- **Exercise brief**
For this exercise, restate the records word for word.

- **Input records**

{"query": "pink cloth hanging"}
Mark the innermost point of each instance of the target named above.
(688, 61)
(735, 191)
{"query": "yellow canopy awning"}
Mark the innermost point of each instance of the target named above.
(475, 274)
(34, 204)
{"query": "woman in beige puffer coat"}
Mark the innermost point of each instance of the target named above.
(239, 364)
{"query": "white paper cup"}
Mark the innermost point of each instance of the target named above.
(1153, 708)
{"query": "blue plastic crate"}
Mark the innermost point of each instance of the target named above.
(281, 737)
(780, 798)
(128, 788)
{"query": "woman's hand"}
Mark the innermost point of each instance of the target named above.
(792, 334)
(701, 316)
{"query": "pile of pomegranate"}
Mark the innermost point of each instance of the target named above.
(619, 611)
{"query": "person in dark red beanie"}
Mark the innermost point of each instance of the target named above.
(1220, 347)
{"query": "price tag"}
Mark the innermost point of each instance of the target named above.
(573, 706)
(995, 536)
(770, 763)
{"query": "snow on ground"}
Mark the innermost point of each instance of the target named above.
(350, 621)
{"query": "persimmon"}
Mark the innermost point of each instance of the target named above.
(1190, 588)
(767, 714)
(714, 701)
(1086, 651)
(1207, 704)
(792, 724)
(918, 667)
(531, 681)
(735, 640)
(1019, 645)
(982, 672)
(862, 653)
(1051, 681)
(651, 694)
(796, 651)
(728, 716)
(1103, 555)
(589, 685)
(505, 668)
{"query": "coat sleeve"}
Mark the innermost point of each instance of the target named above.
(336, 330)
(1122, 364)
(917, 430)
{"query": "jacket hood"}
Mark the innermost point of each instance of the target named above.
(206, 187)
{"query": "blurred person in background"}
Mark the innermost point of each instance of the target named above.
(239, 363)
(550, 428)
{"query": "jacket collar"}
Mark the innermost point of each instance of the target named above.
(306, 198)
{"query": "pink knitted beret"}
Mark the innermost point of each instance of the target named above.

- **Expected answer**
{"query": "pink cloth hanging"}
Mark the innermost point of each instance of the target named above.
(688, 61)
(735, 191)
{"query": "yellow canopy awning"}
Mark the innermost point of each instance of the target named above.
(475, 274)
(34, 204)
{"query": "woman in beige puffer coat"}
Mark the innermost point of each instance of the target named above.
(239, 364)
{"query": "white paper cup"}
Mark the innermost point of each instance of the target named above.
(1153, 708)
{"query": "blue plastic crate"}
Mark the innermost point of each instance of the target named above.
(281, 737)
(780, 798)
(128, 788)
{"query": "woman's hand"}
Mark the innermost point of each instance of the target named above.
(792, 334)
(701, 316)
{"query": "pile of pomegranate"}
Mark the innermost point of each instance of the target named above.
(619, 611)
{"query": "person in dark red beanie"}
Mark the innermost point of each instance of the target named above.
(1220, 347)
{"query": "price tag"}
Mark the innermost point of each instance of the target named above.
(573, 706)
(995, 536)
(770, 763)
{"query": "snow on ground"}
Mark the innermost point of each instance of the target named above.
(350, 621)
{"query": "persimmon"}
Mark the innermost point of each instance of the target named above.
(1190, 588)
(767, 714)
(714, 701)
(1086, 651)
(1207, 704)
(792, 724)
(918, 667)
(531, 681)
(735, 640)
(1019, 645)
(982, 672)
(862, 653)
(1051, 681)
(651, 694)
(796, 651)
(728, 716)
(1103, 555)
(589, 685)
(505, 668)
{"query": "coat sleeve"}
Mark the innermost point of each instance of the target named above.
(336, 330)
(1122, 364)
(917, 430)
{"query": "jacket hood"}
Mark the innermost point of each instance of the target named above.
(206, 187)
{"query": "blurred person in background"}
Mark the innermost point of each instance of the target named above.
(239, 363)
(550, 428)
{"query": "jacket collar"}
Mark the innermost point of each instance of the target named above.
(306, 198)
{"query": "pink knitted beret"}
Mark the innermost point of each instance of the target named above.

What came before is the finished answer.